> _What you are asked to do_
Report every line of the items below that contains the string "church". Case counts: list a line only if the string appears with the same capitalization.
────────────────
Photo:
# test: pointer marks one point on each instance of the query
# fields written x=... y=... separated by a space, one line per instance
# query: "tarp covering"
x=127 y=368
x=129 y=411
────────────────
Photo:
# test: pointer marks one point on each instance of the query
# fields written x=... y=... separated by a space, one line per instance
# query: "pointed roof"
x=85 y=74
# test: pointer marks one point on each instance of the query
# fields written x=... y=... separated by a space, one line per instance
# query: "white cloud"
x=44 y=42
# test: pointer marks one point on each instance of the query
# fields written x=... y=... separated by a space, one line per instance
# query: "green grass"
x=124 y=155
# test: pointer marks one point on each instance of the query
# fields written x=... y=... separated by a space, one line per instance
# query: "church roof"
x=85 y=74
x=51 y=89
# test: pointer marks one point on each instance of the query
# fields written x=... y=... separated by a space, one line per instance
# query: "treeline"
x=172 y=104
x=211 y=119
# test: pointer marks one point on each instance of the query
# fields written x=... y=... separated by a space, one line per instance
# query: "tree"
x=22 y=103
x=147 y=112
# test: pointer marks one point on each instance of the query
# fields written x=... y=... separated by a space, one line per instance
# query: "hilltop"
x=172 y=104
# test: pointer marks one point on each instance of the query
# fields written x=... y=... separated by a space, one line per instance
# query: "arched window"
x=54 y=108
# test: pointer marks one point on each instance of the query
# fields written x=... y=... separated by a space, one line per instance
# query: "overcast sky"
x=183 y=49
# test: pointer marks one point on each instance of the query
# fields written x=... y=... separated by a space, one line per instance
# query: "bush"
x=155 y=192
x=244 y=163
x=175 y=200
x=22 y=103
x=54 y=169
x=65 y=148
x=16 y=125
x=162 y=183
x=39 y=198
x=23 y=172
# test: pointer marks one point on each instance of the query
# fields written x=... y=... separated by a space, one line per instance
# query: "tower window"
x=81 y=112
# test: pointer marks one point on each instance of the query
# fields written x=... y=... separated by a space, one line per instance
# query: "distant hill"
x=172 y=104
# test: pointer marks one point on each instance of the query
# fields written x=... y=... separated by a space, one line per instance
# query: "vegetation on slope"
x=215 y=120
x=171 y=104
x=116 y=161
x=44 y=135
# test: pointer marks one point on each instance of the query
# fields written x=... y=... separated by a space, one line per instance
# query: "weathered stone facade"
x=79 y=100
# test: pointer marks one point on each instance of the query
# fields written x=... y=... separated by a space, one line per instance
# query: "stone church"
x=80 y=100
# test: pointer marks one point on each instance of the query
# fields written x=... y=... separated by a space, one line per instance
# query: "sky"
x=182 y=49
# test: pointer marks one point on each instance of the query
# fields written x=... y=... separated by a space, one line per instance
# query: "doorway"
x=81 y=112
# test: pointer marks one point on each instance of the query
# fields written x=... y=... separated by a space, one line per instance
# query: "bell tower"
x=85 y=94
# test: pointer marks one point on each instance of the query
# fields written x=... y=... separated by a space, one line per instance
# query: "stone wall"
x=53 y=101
────────────────
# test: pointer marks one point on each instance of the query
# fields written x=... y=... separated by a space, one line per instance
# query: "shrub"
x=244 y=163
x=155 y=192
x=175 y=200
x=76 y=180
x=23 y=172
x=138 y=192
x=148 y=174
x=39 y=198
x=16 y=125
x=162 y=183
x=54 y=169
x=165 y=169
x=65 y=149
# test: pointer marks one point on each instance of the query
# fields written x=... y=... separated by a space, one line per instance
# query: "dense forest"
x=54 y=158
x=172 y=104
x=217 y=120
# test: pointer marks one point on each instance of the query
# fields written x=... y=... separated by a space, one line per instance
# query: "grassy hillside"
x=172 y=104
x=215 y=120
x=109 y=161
────────────────
> _Final answer_
# query: "church roof"
# query: "stone church"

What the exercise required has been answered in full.